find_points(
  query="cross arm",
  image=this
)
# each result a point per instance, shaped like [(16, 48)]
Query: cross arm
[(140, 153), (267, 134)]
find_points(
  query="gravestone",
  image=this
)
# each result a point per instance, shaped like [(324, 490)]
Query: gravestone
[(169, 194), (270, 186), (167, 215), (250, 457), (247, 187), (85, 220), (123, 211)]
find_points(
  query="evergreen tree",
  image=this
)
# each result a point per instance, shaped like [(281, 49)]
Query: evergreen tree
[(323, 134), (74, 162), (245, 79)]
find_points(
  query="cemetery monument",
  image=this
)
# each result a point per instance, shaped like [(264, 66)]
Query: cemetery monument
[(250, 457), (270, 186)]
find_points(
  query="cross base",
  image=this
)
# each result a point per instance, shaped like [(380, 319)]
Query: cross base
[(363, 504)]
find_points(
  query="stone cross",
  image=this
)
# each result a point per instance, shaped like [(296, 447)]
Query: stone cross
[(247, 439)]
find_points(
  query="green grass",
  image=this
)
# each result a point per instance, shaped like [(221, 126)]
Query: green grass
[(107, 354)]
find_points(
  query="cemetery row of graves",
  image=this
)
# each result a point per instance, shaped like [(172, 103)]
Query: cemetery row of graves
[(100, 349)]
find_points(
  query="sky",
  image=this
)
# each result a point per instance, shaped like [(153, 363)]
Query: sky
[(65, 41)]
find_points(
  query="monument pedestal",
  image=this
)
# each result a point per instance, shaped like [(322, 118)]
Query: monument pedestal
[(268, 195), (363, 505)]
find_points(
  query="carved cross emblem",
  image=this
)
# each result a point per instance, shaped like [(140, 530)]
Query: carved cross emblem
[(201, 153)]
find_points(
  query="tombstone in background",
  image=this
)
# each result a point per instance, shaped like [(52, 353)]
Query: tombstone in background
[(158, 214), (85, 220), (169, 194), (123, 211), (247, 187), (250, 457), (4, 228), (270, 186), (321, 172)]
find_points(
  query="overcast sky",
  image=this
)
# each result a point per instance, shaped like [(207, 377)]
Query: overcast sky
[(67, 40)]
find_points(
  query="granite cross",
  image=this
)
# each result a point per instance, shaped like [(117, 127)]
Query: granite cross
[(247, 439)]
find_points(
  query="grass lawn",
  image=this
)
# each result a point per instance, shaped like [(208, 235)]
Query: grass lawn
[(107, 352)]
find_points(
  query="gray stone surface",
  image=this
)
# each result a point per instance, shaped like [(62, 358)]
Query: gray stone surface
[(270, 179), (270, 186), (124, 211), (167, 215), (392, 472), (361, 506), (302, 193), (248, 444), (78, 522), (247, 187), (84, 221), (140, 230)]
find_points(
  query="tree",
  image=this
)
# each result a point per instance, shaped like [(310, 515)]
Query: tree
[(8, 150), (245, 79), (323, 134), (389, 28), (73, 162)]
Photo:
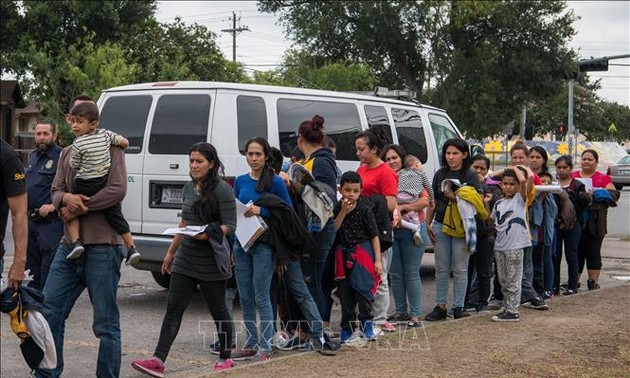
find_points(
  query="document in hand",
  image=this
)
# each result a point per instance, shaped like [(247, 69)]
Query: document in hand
[(188, 230), (248, 230)]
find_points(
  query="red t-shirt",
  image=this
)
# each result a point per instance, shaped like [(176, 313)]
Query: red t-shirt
[(378, 180), (600, 180)]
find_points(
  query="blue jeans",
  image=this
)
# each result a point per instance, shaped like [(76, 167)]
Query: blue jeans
[(313, 265), (254, 270), (98, 270), (450, 256), (547, 269), (527, 283), (299, 292), (43, 241), (404, 273)]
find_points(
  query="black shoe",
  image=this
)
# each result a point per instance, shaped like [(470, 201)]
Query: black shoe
[(505, 316), (482, 309), (77, 251), (438, 313), (326, 346), (216, 348), (460, 312), (537, 304), (592, 285)]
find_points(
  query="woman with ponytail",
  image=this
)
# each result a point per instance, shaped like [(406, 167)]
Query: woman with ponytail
[(320, 161), (191, 260), (254, 268)]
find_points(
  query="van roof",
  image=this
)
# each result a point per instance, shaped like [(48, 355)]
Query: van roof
[(176, 85)]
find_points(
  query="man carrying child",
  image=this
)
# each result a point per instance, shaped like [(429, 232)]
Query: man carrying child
[(510, 217)]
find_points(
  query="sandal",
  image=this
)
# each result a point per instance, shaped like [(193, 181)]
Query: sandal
[(415, 323), (398, 318)]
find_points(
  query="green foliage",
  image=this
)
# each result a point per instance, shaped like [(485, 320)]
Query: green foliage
[(482, 60), (386, 36), (179, 51), (302, 70), (83, 68)]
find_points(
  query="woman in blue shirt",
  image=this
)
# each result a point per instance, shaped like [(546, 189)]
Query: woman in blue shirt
[(254, 268)]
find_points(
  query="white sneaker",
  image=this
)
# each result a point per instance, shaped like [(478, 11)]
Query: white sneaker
[(378, 331), (356, 339)]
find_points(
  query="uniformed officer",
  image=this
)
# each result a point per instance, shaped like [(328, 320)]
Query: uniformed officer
[(45, 227)]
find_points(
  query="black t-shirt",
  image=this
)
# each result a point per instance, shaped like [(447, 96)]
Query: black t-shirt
[(358, 226), (13, 183), (469, 178)]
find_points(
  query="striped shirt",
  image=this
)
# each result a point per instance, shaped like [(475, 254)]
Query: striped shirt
[(90, 153)]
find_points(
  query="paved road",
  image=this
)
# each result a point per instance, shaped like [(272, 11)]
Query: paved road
[(142, 305)]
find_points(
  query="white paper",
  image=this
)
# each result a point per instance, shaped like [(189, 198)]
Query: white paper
[(548, 188), (248, 229), (588, 182), (408, 225), (188, 230)]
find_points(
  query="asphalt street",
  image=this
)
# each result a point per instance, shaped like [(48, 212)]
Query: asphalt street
[(142, 305)]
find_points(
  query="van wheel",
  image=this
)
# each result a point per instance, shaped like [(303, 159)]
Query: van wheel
[(163, 280)]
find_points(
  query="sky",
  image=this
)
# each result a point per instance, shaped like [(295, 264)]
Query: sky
[(602, 30)]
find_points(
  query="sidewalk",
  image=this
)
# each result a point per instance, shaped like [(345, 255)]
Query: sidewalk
[(583, 335)]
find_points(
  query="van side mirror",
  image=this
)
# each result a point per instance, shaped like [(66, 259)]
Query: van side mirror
[(476, 149)]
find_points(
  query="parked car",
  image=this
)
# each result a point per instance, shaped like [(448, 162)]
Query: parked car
[(162, 120), (620, 173)]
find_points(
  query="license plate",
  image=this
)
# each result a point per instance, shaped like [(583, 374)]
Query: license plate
[(172, 195)]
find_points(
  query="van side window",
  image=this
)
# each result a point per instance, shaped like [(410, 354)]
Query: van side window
[(376, 115), (342, 123), (443, 130), (179, 122), (252, 119), (410, 132), (127, 115)]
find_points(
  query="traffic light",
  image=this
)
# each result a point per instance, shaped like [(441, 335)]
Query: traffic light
[(529, 132), (594, 65), (561, 129)]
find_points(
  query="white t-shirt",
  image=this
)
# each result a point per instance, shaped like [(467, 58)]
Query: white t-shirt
[(510, 219)]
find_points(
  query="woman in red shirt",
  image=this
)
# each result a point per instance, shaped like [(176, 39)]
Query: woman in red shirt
[(378, 178), (590, 247)]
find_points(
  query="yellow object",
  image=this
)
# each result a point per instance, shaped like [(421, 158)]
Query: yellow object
[(17, 321), (453, 225)]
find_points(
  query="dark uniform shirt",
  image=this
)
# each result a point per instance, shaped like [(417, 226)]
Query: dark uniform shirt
[(41, 170), (11, 183), (358, 226)]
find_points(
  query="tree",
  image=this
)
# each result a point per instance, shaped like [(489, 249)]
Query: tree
[(505, 55), (388, 37), (178, 51), (486, 59), (83, 68)]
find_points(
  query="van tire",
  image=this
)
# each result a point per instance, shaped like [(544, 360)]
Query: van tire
[(163, 280)]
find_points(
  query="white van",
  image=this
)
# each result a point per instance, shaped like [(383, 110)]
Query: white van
[(162, 120)]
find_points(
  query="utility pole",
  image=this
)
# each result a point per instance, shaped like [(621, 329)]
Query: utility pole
[(234, 32), (523, 122)]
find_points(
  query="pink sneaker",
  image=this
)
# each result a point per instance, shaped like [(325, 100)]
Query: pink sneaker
[(151, 366), (387, 327), (224, 365)]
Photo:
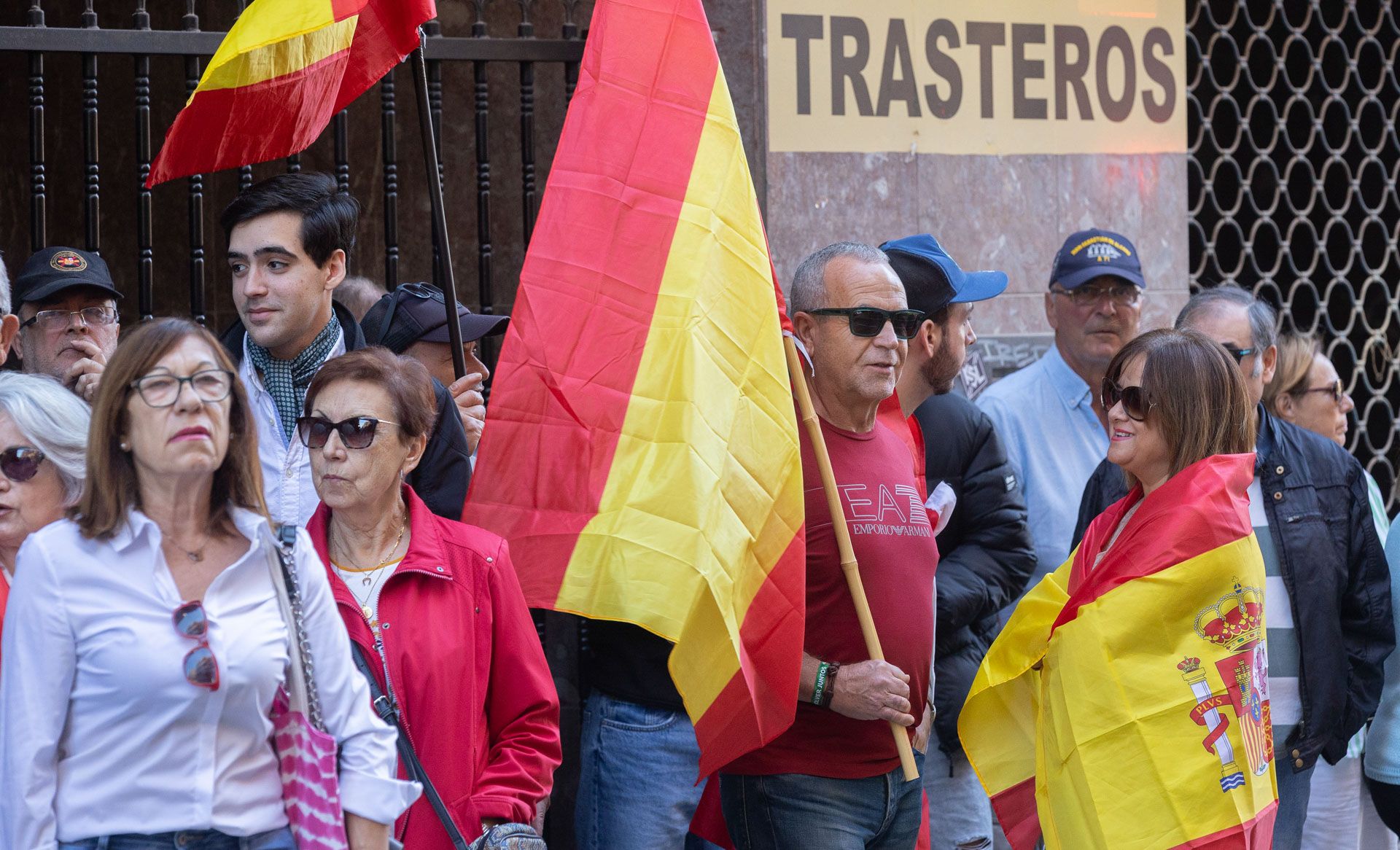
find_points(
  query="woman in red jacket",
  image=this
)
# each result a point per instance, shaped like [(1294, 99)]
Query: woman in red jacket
[(432, 604)]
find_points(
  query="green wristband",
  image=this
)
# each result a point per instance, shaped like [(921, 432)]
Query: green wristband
[(821, 684)]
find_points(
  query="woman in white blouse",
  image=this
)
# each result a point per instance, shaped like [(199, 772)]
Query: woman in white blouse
[(118, 730)]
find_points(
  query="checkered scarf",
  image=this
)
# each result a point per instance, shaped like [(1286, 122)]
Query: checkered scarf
[(287, 380)]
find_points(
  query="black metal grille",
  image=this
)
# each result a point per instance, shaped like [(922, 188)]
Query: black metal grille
[(1294, 160)]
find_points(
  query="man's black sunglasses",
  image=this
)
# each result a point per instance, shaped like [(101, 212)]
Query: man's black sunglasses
[(870, 321), (1240, 354), (1135, 401)]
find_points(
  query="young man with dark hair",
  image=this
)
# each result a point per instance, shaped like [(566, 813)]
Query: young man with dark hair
[(289, 243), (984, 549)]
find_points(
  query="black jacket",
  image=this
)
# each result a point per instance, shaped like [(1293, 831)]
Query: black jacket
[(446, 469), (1333, 565), (986, 555)]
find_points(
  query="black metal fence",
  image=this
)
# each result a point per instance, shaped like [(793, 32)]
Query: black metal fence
[(1294, 164)]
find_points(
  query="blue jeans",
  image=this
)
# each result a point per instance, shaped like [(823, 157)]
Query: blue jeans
[(793, 810), (960, 814), (193, 839), (637, 778), (1294, 790)]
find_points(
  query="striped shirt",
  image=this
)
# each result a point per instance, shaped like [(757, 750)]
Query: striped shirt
[(1284, 703)]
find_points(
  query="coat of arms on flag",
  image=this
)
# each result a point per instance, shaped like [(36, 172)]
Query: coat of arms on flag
[(1237, 623)]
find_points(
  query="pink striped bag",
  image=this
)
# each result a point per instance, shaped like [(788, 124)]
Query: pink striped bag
[(307, 755)]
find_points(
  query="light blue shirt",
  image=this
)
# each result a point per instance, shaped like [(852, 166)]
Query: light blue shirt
[(1054, 440), (1383, 740)]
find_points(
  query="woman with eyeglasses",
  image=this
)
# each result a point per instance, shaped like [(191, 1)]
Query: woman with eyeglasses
[(144, 640), (42, 442), (1308, 392), (1094, 719), (432, 605)]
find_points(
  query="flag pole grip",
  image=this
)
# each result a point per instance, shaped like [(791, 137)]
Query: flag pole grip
[(843, 539), (454, 325)]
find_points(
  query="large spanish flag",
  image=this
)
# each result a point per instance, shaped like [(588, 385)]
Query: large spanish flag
[(1126, 703), (281, 71), (640, 451)]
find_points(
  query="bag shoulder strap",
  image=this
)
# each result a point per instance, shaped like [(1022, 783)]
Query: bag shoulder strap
[(389, 714)]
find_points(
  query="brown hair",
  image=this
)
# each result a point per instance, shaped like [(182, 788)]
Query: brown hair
[(1295, 359), (1196, 392), (111, 491), (406, 381)]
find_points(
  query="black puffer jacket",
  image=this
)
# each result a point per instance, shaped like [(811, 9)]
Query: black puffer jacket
[(1331, 562), (446, 469), (984, 552)]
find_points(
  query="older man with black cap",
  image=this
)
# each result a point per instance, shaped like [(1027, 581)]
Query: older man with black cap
[(412, 321), (68, 317), (984, 547), (1049, 413)]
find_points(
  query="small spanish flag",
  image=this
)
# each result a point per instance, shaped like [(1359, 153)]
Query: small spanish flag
[(1126, 703), (281, 71), (642, 451)]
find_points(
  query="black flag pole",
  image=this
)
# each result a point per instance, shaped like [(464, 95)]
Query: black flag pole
[(454, 325)]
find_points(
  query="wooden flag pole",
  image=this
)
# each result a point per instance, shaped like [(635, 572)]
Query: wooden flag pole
[(454, 325), (843, 539)]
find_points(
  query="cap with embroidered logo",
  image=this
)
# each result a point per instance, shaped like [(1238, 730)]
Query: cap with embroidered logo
[(1092, 254), (55, 269)]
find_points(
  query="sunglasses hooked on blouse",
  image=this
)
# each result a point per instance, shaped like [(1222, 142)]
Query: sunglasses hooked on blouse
[(1135, 401), (356, 432)]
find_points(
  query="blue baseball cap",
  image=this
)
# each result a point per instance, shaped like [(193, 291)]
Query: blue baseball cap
[(933, 279), (1095, 254)]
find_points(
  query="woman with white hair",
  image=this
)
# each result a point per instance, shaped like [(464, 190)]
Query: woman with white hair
[(42, 448)]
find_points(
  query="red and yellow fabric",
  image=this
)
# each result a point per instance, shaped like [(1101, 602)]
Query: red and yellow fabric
[(642, 451), (281, 71), (1126, 705)]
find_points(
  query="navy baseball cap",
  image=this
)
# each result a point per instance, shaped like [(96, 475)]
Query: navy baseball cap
[(416, 313), (934, 278), (55, 269), (1094, 254)]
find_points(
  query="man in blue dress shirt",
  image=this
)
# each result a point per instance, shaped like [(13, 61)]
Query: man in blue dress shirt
[(1048, 413)]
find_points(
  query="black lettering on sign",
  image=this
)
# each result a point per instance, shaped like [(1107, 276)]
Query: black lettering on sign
[(1156, 71), (902, 87), (944, 66), (1070, 74), (986, 35), (1116, 38), (804, 28), (1025, 69), (850, 66)]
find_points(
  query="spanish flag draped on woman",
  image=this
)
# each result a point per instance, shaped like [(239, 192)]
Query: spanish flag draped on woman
[(1126, 705)]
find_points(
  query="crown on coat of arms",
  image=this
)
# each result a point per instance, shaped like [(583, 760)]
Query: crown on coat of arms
[(1235, 620)]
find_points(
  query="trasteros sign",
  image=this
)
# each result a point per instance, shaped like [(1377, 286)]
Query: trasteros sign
[(978, 77)]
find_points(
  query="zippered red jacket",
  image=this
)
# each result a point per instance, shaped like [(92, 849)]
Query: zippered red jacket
[(473, 690)]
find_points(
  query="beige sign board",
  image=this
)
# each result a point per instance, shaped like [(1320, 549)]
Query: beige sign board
[(978, 76)]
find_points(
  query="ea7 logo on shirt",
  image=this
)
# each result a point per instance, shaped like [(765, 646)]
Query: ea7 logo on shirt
[(885, 510)]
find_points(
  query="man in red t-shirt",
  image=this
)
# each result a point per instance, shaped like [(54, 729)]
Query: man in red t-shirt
[(833, 780)]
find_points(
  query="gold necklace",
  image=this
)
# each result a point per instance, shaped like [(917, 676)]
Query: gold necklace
[(356, 567)]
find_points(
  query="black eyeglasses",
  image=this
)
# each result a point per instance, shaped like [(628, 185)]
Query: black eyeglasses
[(201, 666), (870, 321), (1135, 401), (1336, 389), (1240, 354), (52, 319), (161, 391), (356, 432), (20, 462), (1121, 295)]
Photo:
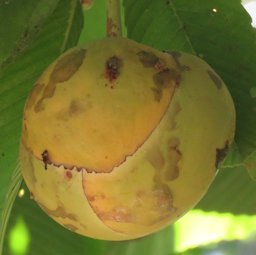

__Work item__
Look above for the line containing "Query: green foliage". Output from there through the line containing "# each result a point per instance, shaped like [(48, 212)]", exactly and inclusively.

__Answer area__
Query: green foliage
[(482, 60), (386, 36), (179, 51), (302, 70), (83, 68)]
find_points(
  query="woman in blue shirt",
  image=this
)
# each result a point per instance, shaped like [(546, 189)]
Query: woman in blue shirt
[(254, 268)]
find_points(
  query="white sneaker",
  image=this
)
# each result a point per instance, shaped like [(478, 11)]
Query: white sneaker
[(378, 331), (356, 339)]
find_points(
  query="uniformed officer",
  image=this
)
# each result a point per instance, shaped like [(328, 320)]
Query: uniformed officer
[(45, 227)]
find_points(
  query="black t-shirt",
  image=this
)
# each result a point per instance, shaped like [(447, 96)]
Query: black t-shirt
[(358, 226), (13, 183), (469, 178)]
find_points(
  query="striped shirt",
  image=this
)
# each result a point per instance, shaped like [(475, 254)]
Query: striped shirt
[(90, 153)]
find_points(
  query="paved road",
  image=this
)
# each result a point per instance, shaped like [(272, 11)]
Query: paved road
[(142, 305)]
find_points(
  query="white paper",
  image=this
)
# each result a point per instance, shaped like [(189, 198)]
Query: white paper
[(548, 188), (248, 229), (588, 182), (408, 225), (188, 230)]
find_points(
  query="asphalt street",
  image=this
)
# each result a point per instance, shaped like [(48, 212)]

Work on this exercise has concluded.